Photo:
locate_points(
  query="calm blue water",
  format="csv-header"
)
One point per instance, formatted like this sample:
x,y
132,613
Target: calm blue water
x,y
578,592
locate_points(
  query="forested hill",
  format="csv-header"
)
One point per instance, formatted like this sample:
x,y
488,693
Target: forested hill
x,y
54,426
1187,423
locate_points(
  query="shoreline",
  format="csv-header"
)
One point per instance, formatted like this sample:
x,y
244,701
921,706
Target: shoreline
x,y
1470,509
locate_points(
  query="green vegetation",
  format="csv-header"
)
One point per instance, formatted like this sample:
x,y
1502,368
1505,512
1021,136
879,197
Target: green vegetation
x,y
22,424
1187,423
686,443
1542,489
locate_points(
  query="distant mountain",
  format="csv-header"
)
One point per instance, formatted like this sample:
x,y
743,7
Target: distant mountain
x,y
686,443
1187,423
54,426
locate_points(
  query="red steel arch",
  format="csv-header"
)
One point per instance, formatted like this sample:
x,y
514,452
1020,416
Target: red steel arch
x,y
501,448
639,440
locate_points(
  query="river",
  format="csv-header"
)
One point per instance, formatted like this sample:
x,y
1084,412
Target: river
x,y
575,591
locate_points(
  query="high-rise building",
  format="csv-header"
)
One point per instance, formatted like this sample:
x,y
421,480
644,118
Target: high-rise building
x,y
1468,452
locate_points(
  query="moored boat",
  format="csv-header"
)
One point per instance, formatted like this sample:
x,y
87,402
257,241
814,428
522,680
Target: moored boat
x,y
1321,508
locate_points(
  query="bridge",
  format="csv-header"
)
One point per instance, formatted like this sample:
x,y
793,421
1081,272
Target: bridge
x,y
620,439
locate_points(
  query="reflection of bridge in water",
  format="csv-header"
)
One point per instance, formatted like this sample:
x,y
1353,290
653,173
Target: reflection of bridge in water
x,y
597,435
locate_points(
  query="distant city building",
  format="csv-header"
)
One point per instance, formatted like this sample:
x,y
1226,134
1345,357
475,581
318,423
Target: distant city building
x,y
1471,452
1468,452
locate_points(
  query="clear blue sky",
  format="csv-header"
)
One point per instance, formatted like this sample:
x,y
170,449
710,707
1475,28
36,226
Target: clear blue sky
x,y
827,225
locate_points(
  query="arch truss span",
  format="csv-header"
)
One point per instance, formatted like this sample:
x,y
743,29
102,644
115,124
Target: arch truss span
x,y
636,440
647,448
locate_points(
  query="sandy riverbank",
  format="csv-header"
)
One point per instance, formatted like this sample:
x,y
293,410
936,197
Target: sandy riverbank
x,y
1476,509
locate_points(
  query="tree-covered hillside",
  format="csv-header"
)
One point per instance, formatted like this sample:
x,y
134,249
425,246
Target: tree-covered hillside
• • • • • • •
_Set problem:_
Output the lines above verbatim and in full.

_Problem solution:_
Photo:
locate_points(
  query="calm blue water",
  format="csv-header"
)
One point per instance, formatted like this sample:
x,y
132,613
Target: calm blue water
x,y
578,592
locate_points(
  query="forested hill",
  format="csv-header"
)
One point per instance, formatted like this sample:
x,y
488,693
Target: forested hill
x,y
54,426
1187,423
locate_points(
  query="shoreline",
  format="csv-header"
)
One point per instance, formatted like this sample:
x,y
244,701
921,706
Target: shoreline
x,y
1470,509
locate_points(
  query="green vegetation",
  format="csv-header"
)
One point per instance, formatted like this sample:
x,y
1502,368
1505,512
1021,136
879,197
Target: green vegetation
x,y
22,424
1187,423
686,443
1542,489
locate_points(
  query="distant mountain",
  format="csv-header"
)
One point per instance, formatted like this sample:
x,y
743,7
Target: distant mountain
x,y
686,443
1187,423
54,426
locate_points(
  query="red steel arch",
  format="csv-header"
)
One point per instance, formatted like this sample:
x,y
514,452
1020,416
Target: red steel arch
x,y
501,448
639,440
locate_points(
  query="river",
  format="csv-header"
)
One point per instance, formatted like this sample:
x,y
1084,412
Target: river
x,y
575,591
locate_points(
  query="high-rise building",
  format="csv-header"
)
One point per instance, formatted like this sample:
x,y
421,480
644,118
Target: high-rise building
x,y
1468,452
locate_points(
  query="moored boat",
  format="csv-header"
)
One point per instance, formatted like this sample:
x,y
87,402
257,241
814,428
522,680
Target: moored boat
x,y
1321,508
locate_points(
  query="bridge",
  format="csv-header"
)
One point per instance, formatted like this sample:
x,y
793,421
1081,272
Target: bridge
x,y
620,439
locate_points(
  query="reflection of bridge in water",
  format="csv-header"
)
One point per instance, formatted like this sample:
x,y
1353,290
653,173
Target: reflection of bridge in water
x,y
597,435
locate_points(
  query="distant city building",
  format="csv-header"
)
One point per instance, formatted like this sample:
x,y
1226,134
1345,357
475,581
318,423
Target: distant city building
x,y
1471,452
1468,452
locate_points(
  query="clear blue sky",
  format="csv-header"
)
One point per instance, formatted like this sample:
x,y
170,449
710,707
1475,28
36,226
Target: clear blue sky
x,y
827,225
locate_points(
  query="arch truss span",
  format="csv-header"
)
One point per instance, formatted like this sample:
x,y
743,29
102,644
115,124
Target: arch truss span
x,y
636,440
647,448
locate_points(
  query="sandy riverbank",
  format="csv-header"
)
One point per instance, formatted like this sample:
x,y
293,410
936,197
Target: sandy riverbank
x,y
1476,509
locate_points(
  query="tree-covered hillside",
  format="csv-header"
)
One point per instance, formatted like this sample:
x,y
134,249
425,246
Target: tree-covered hillside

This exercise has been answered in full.